Task brief –
Please state the breakeven money line that the baseball betting text gives for a 70% proposition.

-- Start Text to read --

Rule:  To maximize your win you must risk more on the better bets and less on the worse bets and nothing on the bad bets.   You cannot expect to win by risking larger sums on poorer bets, and lesser sums on better bets.

Most bettors bet baseball by risking whatever is necessary to return their normal win amount.  For example, if a bettor normally bets \$110 to win \$100 in sports with a point line, he will bet to win the same \$100 when quoted a baseball money line.  Thus, when the bettor believes the favorite will win against the money line in baseball, he will risk \$125 to win \$100 on a -125 favorite, \$150 to win \$100 on a -150 favorite, and \$200 to win \$100 on a -200 favorite.

Why do most bettors bet in this way?  The common answer is, "That's the way everybody does it."  Unfortunately, most people lose, and doing things the way "everybody" does them is not a prescription for winning.

When a bettor risks varying amounts based only on the line quoted by the bookmaker, the bettor is letting the bookmaker control the amount at risk.  The bookmaker, however, does not have the best interest of the bettor in mind.

Let's use the Braves/Giants game played on August 18, 2008, as an example.  The overnight odds on Atlanta were posted at -185.  By the morning, the odds had moved up to -210.  About an hour before game time, the odds varied from -230 to -240.  Most \$100 bettors who believed Atlanta would win risked \$185 if they bet Atlanta overnight.   If they bet Atlanta in the morning, they risked \$210 to win the same \$100.  If they waited until an hour before game time to bet, then they risked \$230, or possibly as much as \$240, to win the same \$100.

Let's pretend that we calculated Atlanta to have a 70% probability of winning the game against the Giants.  The breakeven money line for a 70% proposition is -233.    Atlanta would be a profitable bet at odds below  -233, and a bad bet, with a negative expectation, at odds above -233.  The farther below -233 that the line on Atlanta is set, the better the bet becomes.  The higher above -233 that the line is set, the worse the bet gets.  If we can lay odds of -185 on a 70% probability, we will win much more money over time than if we lay odds of -230.

-- End Text to read --
-- Start Data entries --

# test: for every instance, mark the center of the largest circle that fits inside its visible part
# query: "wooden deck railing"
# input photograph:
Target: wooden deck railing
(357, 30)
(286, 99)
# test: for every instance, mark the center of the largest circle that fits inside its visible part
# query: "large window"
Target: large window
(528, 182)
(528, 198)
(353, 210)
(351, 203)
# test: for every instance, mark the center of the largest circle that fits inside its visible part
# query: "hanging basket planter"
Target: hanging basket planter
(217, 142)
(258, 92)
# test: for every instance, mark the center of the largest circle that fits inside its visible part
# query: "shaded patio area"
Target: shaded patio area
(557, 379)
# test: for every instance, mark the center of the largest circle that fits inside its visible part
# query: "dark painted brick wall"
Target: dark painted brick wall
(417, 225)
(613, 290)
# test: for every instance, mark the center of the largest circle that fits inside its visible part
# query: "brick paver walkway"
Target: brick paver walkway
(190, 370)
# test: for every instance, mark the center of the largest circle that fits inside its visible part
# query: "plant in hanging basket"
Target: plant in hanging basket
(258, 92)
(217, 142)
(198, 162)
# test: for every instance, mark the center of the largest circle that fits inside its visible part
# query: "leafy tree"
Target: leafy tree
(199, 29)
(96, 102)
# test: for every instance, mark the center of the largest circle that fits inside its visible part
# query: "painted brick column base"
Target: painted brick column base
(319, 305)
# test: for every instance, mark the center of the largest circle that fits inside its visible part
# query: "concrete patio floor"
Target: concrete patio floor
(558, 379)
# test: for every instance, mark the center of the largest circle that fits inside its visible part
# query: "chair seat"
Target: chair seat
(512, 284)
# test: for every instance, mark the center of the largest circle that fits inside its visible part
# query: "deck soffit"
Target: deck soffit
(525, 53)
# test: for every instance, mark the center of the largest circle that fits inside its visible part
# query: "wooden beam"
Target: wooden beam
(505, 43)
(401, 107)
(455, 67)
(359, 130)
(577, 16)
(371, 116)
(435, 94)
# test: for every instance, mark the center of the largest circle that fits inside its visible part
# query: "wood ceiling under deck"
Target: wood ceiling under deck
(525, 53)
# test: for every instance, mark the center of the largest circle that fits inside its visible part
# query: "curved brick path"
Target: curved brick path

-- End Data entries --

Task solution –
-233